--- WHAT TO WORK ON ---
All of the records are to be reproduced exactly.

--- INFORMATION SUPPLIED ---
━━━━━━━━━━━━━━━━
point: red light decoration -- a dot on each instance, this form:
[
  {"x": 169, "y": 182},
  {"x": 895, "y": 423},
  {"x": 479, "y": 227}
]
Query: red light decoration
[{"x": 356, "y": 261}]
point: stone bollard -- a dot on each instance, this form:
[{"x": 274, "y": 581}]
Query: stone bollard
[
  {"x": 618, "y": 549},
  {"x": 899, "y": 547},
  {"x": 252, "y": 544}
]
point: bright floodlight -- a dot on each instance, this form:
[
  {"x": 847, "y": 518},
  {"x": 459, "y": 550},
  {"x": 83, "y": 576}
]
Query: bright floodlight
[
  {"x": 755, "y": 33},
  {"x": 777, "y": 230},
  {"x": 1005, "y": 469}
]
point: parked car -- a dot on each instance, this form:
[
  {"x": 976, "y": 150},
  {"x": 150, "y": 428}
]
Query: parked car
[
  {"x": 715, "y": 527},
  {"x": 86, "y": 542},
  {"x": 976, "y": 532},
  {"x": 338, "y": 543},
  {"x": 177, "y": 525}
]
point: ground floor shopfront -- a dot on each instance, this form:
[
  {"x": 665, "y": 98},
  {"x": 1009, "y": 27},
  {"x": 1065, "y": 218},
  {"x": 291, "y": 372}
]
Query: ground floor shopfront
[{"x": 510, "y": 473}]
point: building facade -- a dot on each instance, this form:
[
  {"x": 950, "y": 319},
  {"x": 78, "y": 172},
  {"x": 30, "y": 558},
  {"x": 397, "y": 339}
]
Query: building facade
━━━━━━━━━━━━━━━━
--- EXERCISE RESULT ---
point: red light decoration -- a dot on each instance, this form:
[
  {"x": 169, "y": 182},
  {"x": 895, "y": 423},
  {"x": 479, "y": 227}
]
Query: red light decoration
[{"x": 356, "y": 261}]
point: stone bollard -- a dot on each instance, this form:
[{"x": 274, "y": 581}]
Query: stone bollard
[
  {"x": 618, "y": 549},
  {"x": 899, "y": 547},
  {"x": 252, "y": 544}
]
point: bright floodlight -- a dot on each instance, this form:
[
  {"x": 847, "y": 518},
  {"x": 459, "y": 550},
  {"x": 83, "y": 576}
]
Query: bright floodlight
[
  {"x": 755, "y": 33},
  {"x": 777, "y": 230},
  {"x": 1005, "y": 469}
]
point: parked car -- a dot on each instance, this form:
[
  {"x": 976, "y": 150},
  {"x": 150, "y": 428}
]
Query: parked car
[
  {"x": 715, "y": 527},
  {"x": 86, "y": 542},
  {"x": 976, "y": 532},
  {"x": 338, "y": 543},
  {"x": 177, "y": 525}
]
point: ground floor shopfront -- a dot on each instance, this form:
[
  {"x": 665, "y": 98},
  {"x": 1009, "y": 27},
  {"x": 1065, "y": 218},
  {"x": 291, "y": 372}
]
Query: ground floor shopfront
[{"x": 510, "y": 473}]
point: building facade -- a dot on each instance, this form:
[
  {"x": 950, "y": 319},
  {"x": 78, "y": 172},
  {"x": 30, "y": 558},
  {"x": 397, "y": 339}
]
Query: building facade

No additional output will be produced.